◆ OPDRACHT:
Vat het tekstfragment over de bijeenkomst van energiecoöperaties samen in twee zinnen.

Het is woensdag middag op het station in Den Bosch. Wij zitten bij elkaar om een aantal investeringsvoorstellen van de koepelcoöperatie te bespreken. Wij in deze zijn de “grote coöperaties” van Energie Samen. In coöperatieland heb je gauw de titel te pakken. Nou gauw, het kost je wel een jaar of tien en heel wat grijs haar maar dan tel je vanaf drie windmolens écht mee. Je hebt dan genoeg leden, en verdient wat extra’s om in nieuwe decentraal duurzame projecten te stoppen of collega-coöperaties uit de brand te helpen.
Wij beginnen met een kleine sfeerimpressie. Hoe zit iedereen in de wedstrijd? De dagvoorzitter doet een aftrap: “Het gaat goed, wij hebben wind mee, de coöperatieve sector heeft het voor het zeggen”. De aanwezigen kijken elkaar eerst aan tot een van ons het woord neemt: “Ik vind het vervelend dat ik je nu al moet onderbreken maar het gaat helemaal niet goed: alles staat stil! Er is geen functionerend subsidiesysteem, er komen nergens nog vergunningen los, en er is geen netaansluiting meer te verkrijgen.” De rest knikt instemmend: het is gewoon een drama.

◆ AANGELEVERDE GEGEVENS:
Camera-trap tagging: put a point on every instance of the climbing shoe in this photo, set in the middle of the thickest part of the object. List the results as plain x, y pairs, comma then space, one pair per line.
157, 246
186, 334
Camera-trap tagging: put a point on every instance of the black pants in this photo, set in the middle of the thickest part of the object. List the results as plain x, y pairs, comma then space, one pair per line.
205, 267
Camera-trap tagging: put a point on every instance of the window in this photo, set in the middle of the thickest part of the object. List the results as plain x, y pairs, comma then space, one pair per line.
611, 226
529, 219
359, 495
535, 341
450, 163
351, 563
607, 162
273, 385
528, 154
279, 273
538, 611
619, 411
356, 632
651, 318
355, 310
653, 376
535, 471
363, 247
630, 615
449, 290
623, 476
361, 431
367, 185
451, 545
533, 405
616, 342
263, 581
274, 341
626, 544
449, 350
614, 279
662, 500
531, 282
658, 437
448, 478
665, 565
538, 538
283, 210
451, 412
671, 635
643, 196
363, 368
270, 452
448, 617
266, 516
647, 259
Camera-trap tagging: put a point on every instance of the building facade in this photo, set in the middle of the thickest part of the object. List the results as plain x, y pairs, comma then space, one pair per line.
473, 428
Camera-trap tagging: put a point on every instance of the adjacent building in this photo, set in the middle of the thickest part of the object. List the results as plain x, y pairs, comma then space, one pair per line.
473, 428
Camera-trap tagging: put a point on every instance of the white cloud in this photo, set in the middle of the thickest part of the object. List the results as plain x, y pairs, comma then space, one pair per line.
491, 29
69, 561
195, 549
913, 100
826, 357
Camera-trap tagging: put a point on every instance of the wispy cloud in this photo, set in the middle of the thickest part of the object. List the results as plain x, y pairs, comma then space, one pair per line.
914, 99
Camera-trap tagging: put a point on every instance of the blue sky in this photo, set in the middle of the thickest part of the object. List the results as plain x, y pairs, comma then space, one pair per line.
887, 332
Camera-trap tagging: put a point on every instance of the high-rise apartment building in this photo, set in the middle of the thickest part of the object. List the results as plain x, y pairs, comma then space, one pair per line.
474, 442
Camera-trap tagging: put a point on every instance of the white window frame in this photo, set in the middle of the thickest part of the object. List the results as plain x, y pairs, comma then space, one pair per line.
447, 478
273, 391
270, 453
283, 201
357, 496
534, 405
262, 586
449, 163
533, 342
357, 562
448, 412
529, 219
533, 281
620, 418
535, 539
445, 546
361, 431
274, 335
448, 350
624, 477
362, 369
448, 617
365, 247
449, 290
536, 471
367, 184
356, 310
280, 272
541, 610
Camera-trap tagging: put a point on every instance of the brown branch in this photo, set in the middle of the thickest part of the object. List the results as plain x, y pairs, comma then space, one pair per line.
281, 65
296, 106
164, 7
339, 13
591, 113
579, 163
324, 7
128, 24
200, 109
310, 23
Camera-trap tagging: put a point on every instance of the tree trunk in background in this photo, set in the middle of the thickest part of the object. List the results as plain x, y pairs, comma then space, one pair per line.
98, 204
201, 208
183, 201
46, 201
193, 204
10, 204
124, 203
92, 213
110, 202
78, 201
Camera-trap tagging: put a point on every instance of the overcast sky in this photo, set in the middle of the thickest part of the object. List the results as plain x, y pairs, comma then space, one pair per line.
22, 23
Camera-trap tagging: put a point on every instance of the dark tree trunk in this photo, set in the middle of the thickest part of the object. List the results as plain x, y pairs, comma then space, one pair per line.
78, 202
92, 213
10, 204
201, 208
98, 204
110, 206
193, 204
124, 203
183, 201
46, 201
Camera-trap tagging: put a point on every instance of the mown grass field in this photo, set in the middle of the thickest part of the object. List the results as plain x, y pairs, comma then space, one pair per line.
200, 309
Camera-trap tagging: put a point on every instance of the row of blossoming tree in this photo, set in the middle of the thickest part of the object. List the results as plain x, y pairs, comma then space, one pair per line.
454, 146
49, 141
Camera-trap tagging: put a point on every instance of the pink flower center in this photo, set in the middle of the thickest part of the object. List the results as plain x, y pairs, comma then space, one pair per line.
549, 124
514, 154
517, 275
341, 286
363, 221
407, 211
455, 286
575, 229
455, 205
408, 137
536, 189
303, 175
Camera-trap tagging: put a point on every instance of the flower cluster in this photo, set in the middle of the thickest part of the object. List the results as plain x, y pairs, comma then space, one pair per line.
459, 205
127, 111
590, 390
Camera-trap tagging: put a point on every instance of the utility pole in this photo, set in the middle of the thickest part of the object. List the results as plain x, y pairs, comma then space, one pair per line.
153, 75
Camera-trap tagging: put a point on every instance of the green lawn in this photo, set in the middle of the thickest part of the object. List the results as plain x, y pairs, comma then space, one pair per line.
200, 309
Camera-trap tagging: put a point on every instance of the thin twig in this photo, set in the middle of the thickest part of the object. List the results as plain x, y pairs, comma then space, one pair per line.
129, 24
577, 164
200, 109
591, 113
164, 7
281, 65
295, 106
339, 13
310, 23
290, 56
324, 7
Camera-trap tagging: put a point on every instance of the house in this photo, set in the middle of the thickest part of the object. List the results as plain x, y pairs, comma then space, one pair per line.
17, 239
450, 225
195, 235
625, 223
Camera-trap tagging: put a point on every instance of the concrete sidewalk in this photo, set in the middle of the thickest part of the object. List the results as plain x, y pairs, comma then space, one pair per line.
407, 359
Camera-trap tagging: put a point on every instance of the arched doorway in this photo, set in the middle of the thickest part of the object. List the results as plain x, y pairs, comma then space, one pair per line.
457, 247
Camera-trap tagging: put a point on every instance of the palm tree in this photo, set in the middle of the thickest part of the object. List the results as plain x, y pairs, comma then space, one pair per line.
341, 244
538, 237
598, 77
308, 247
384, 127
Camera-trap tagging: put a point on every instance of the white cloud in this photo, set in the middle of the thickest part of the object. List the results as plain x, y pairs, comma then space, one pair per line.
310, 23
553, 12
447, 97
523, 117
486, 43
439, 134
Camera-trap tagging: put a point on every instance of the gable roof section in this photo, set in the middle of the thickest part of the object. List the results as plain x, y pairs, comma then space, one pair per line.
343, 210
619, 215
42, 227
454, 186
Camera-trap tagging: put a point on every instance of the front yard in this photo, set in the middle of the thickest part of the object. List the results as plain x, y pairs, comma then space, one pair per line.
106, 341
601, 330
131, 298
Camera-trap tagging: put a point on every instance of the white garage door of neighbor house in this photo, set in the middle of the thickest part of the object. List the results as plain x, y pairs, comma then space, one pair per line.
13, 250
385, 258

--

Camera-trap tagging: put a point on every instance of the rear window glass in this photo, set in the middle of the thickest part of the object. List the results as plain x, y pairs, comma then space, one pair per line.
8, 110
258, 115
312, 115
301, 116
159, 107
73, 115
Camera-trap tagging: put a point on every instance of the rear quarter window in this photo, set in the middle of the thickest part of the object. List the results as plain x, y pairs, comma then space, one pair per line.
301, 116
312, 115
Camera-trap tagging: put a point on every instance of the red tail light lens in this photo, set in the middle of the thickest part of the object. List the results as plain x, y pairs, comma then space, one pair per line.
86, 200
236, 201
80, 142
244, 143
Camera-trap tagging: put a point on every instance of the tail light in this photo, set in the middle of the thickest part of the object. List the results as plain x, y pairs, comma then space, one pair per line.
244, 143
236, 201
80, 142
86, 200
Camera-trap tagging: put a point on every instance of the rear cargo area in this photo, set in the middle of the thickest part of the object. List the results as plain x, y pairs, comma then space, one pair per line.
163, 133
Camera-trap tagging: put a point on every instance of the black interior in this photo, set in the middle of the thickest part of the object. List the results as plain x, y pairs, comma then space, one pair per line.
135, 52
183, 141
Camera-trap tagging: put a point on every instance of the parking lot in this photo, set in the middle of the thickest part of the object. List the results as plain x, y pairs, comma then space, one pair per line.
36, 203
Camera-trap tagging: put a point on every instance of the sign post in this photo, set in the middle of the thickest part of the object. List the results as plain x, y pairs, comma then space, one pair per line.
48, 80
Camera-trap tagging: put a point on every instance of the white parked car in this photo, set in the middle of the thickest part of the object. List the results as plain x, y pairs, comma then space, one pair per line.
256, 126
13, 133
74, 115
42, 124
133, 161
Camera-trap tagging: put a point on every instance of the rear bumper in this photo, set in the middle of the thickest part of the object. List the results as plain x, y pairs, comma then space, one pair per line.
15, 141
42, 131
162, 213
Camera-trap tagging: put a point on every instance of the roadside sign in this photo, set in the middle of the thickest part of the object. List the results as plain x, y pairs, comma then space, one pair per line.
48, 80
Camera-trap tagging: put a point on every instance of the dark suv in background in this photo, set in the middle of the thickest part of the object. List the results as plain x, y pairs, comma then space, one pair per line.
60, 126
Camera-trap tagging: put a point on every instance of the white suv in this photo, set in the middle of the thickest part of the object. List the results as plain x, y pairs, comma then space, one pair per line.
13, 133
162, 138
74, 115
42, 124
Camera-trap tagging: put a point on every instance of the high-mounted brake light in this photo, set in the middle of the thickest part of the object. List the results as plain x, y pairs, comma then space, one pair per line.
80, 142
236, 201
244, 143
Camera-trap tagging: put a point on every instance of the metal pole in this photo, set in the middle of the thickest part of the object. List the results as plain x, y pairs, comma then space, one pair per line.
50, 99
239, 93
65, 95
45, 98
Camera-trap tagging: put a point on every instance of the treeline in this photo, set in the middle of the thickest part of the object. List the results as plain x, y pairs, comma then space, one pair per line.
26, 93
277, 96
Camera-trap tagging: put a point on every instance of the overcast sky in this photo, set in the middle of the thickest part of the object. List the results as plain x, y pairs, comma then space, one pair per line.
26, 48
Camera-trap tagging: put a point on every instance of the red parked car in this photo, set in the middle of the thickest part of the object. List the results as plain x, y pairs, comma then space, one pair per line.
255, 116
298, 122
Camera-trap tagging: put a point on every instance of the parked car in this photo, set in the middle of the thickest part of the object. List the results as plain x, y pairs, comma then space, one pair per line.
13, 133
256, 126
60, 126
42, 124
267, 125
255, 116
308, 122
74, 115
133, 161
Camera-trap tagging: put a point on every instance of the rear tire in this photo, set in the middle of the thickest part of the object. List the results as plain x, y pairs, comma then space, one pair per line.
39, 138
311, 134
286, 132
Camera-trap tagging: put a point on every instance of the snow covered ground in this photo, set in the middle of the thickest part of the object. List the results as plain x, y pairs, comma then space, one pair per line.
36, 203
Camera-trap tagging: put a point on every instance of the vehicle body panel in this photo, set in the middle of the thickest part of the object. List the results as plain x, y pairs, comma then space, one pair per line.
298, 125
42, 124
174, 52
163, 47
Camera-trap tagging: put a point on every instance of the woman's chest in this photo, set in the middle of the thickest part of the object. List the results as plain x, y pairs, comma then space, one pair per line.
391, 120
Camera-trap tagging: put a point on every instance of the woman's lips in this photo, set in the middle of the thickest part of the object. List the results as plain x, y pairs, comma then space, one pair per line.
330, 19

---

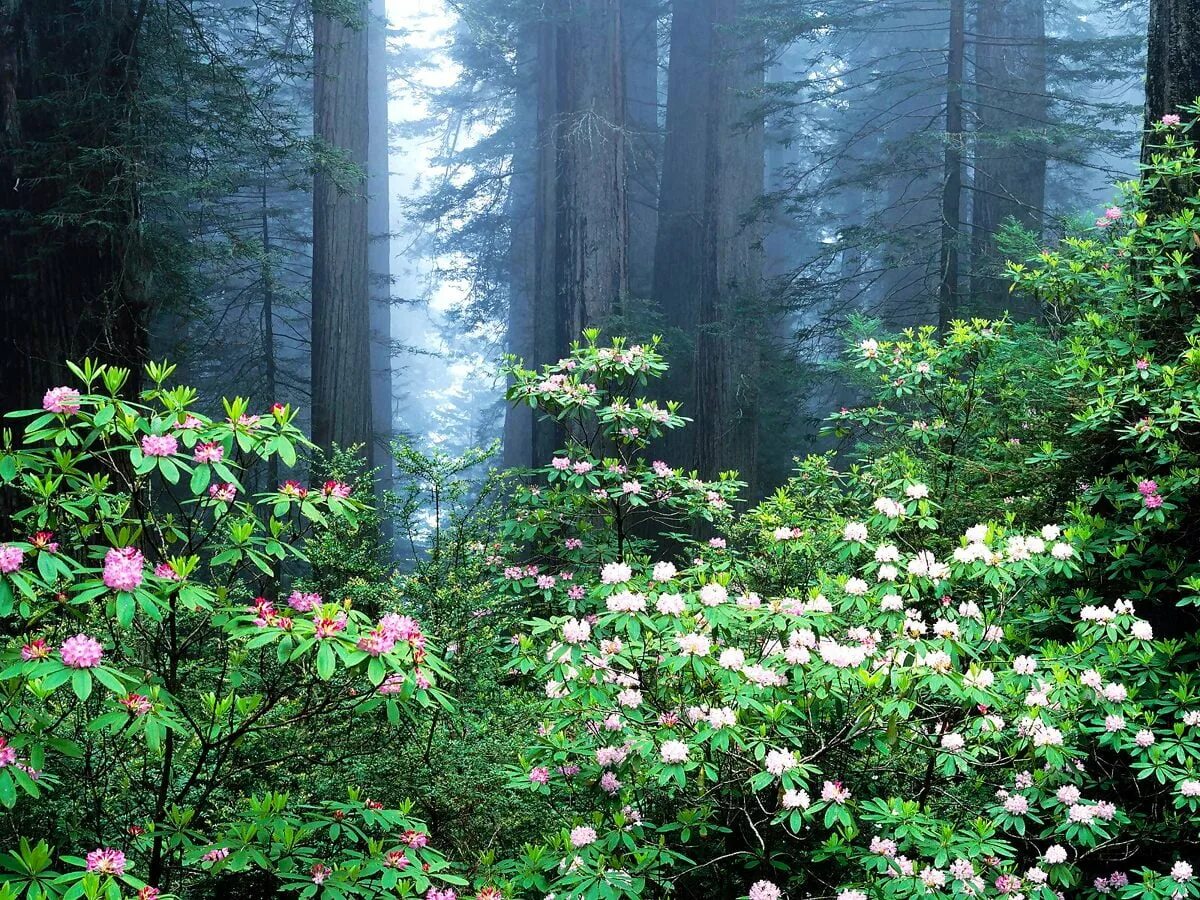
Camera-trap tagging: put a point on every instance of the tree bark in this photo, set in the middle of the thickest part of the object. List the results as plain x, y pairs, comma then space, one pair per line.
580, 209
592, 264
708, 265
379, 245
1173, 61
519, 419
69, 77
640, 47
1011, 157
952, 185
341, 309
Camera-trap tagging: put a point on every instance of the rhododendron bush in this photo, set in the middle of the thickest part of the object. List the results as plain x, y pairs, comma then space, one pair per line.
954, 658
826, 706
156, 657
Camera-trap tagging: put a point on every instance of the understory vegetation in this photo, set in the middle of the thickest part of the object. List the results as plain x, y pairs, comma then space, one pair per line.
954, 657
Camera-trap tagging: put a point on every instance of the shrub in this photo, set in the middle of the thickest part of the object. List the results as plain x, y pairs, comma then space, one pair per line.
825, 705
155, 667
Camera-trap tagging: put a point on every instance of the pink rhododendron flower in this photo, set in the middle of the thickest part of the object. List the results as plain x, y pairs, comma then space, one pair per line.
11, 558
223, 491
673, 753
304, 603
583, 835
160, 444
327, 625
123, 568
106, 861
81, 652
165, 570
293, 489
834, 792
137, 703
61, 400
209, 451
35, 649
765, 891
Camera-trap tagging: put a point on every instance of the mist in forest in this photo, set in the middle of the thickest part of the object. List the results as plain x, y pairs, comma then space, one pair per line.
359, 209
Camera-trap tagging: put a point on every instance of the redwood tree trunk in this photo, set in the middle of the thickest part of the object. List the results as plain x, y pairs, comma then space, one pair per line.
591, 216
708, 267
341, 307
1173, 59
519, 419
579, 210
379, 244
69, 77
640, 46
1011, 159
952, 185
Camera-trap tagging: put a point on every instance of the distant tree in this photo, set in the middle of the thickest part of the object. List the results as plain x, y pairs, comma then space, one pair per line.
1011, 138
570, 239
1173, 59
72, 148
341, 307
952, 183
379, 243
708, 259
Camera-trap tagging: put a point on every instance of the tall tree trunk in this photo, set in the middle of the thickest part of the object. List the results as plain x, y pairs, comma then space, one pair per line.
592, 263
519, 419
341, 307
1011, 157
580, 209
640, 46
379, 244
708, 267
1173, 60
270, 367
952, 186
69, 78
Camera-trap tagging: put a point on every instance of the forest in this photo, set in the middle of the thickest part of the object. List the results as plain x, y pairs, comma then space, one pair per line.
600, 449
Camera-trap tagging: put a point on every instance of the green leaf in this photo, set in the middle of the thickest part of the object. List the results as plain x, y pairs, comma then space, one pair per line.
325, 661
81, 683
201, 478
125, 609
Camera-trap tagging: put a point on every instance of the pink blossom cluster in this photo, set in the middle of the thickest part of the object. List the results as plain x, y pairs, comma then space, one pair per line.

◆ UITWERKING:
Op een woensdagmiddag komen de grote coöperaties van Energie Samen op het station in Den Bosch bijeen om investeringsvoorstellen van de koepelcoöperatie te bespreken. Wanneer de dagvoorzitter stelt dat het goed gaat met de coöperatieve sector, werpt een van de aanwezigen tegen dat alles stilstaat: er is geen functionerend subsidiesysteem, er komen geen vergunningen meer los en er is geen netaansluiting meer te krijgen, waarop de anderen instemmend knikken.